# STATED GOAL A
Answer these questions about the excerpt on magnetic loop modelling:
(i) Which figures of Ward and Hohmann (1988) show the half-space solutions being reproduced?
(ii) In what unit is the magnetic moment m given?
(iii) What is the default value of m in the function hz?

# SOURCE EXCERPT

# Ward and Hohmann, 1988, SEG¶

Frequency and time-domain modelling of magnetic loop sources and magnetic receivers.

Reproducing Figures 2.2-2.5, 4.2-4.5, and 4.7-4.8 of Ward and Hohmann (1988): Frequency- and time-domain isotropic solutions for a full-space (2.2-2.5) and a half-space (4.2-4.5, 4.7-4.8), where source and receiver are at the interface. Source is a loop, receiver is a magnetic dipole.

Reference

• Ward, S. H., and G. W. Hohmann, 1988, Electromagnetic theory for geophysical applications, Chapter 4 of Electromagnetic Methods in Applied Geophysics: SEG, Investigations in Geophysics No. 3, 130–311; DOI: 10.1190/1.9781560802631.ch4.

import empymod
import numpy as np
from scipy.special import erf
import matplotlib.pyplot as plt
from scipy.constants import mu_0


## Ward and Hohmann, 1988, Fig 4.4¶

Ward and Hohmann (1988), Equations 4.69a and 4.70:

$h_z = \frac{m}{4\pi r^3} \left[ \frac{9}{2\theta^2 r^2} \rm{erf}(\theta r) - \rm{erf}(\theta r) - \frac{1}{\pi^{1/2}} \left(\frac{9}{\theta r} + 4\theta r\right) \exp(-\theta^2 r^2) \right] \, , \qquad (4.69\rm{a})$

and

$\frac{\partial h_z}{\partial t} = -\frac{m\rho}{2\pi\mu_0 r^5} \left[ 9\rm{erf}(\theta r) - \frac{2\theta r}{\pi^{1/2}} \left(9 + 6\theta^2 r^2 + 4\theta^4 r^4\right) \exp(-\theta^2 r^2) \right] \, , \qquad (4.70)$

where

$\theta = \sqrt{\frac{\mu_0}{4t\rho}} \, ,$

$$t$$ is time in s, $$\rho$$ is resistivity in $$\Omega\,\text{m}$$, $$r$$ is offset in m, and $$m$$ the magnetic moment in $$\text{A}\,\text{m}^2$$ .

### Analytical solutions¶

def hz(t, res, r, m=1.):
r"""Return equation 4.69a, Ward and Hohmann, 1988.

Switch-off response (i.e., Hz(t)) of a homogeneous isotropic half-space,
where the vertical magnetic source and receiver are at the interface.

Parameters
----------
t : array
Times (t)
res : float
Halfspace resistivity (Ohm.m)
r : float
Offset (m)
m : float, optional
Magnetic moment, default is 1.

Returns
-------
hz : array
Vertical magnetic field (A/m)

"""
theta = np.sqrt(mu_0/(4*res*t))
theta_r = theta*r

s = -(9/theta_r+4*theta_r)*np.exp(-theta_r**2)/np.sqrt(np.pi)
s += erf(theta_r)*(9/(2*theta_r**2)-1)
s *= m/(4*np.pi*r**3)

# STATED GOAL B
Please report each line of the listing below that contains the string "wooden". Case counts.

# PROVIDED MATERIAL
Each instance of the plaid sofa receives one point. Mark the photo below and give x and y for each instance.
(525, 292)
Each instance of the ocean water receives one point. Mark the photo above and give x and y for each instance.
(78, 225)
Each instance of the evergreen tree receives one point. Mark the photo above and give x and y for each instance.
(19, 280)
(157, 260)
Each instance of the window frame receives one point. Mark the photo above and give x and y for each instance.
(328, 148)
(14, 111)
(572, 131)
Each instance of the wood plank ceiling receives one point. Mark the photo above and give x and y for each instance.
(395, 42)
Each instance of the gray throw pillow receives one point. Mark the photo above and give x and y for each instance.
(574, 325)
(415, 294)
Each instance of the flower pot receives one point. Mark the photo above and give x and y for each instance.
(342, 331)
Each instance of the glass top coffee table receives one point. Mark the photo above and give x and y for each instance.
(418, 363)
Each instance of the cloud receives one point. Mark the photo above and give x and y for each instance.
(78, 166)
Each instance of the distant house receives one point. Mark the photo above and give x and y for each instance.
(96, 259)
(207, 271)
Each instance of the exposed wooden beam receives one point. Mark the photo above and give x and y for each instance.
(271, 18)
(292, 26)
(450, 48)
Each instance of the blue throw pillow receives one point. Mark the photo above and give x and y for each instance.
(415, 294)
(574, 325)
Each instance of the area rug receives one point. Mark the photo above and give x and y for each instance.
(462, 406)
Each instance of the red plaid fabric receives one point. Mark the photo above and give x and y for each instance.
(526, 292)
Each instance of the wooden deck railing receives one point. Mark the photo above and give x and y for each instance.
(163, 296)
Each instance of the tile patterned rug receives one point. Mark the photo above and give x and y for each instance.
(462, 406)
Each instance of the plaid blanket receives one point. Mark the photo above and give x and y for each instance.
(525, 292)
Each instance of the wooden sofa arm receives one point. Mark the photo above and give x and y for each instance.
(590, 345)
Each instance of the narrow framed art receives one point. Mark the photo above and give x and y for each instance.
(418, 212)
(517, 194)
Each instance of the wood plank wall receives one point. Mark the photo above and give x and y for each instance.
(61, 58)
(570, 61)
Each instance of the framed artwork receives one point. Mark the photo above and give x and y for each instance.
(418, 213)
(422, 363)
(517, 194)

# FINAL ANSWER A
(i) Figures 4.2-4.5 and 4.7-4.8.
(ii) A m².
(iii) 1.

# FINAL ANSWER B
Each instance of the exposed wooden beam receives one point. Mark the photo above and give x and y for each instance.
Each instance of the wooden deck railing receives one point. Mark the photo above and give x and y for each instance.
Each instance of the wooden sofa arm receives one point. Mark the photo above and give x and y for each instance.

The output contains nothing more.